Passage for review ▸
━━━━━━━━━━━━━━━━
Shaheed Mohtarma Benazir Bhutto Medical College شہید محترمہ بینظیر بھٹو طبی کالج
- Type: Government
- Established: 2012
- Affiliations: PM&DC
- Location: Karachi, Pakistan
- Nickname: SMBBMC

= Shaheed Mohtarma Benazir Bhutto Medical College Lyari =

Medical school in Karachi, Pakistan

Shaheed Mohtarma Benazir Bhutto Medical College (or SMBBMC) is a medical school in Lyari, Karachi, Pakistan, that opened in March 2011. The Principal of the college is Dr. Anjum Rehman. The college was opened with financial support from the Government of Pakistan.
Shaheed Mohtarma Benazir Bhutto Medical College part of Lyari General Postgraduate Medical Centre also known as Lyari General Hospital. It also has Institute of Cardiology and is a teaching hospital. It was formerly affiliated with Dow University of Health Sciences.
━━━━━━━━━━━━━━━━
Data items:
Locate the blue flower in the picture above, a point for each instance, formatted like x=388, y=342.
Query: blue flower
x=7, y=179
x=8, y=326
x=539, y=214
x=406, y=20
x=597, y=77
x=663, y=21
━━━━━━━━━━━━━━━━
Work item A ▸
According to the article on the Lyari medical college, which university was the college formerly affiliated with?
Work item B ▸
Translate this sentence from the article on the Lyari medical college into Spanish: "The college was opened with financial support from the Government of Pakistan."
Work item C ▸
Reproduce the stretch of the article on the Lyari medical college from "Shaheed Mohtarma Benazir Bhutto Medical College part" through "of Health Sciences.".

Task solution A ▸
Dow University of Health Sciences

Task solution B ▸
La facultad fue inaugurada con apoyo financiero del Gobierno de Pakistán.

Task solution C ▸
Shaheed Mohtarma Benazir Bhutto Medical College part of Lyari General Postgraduate Medical Centre also known as Lyari General Hospital. It also has Institute of Cardiology and is a teaching hospital. It was formerly affiliated with Dow University of Health Sciences.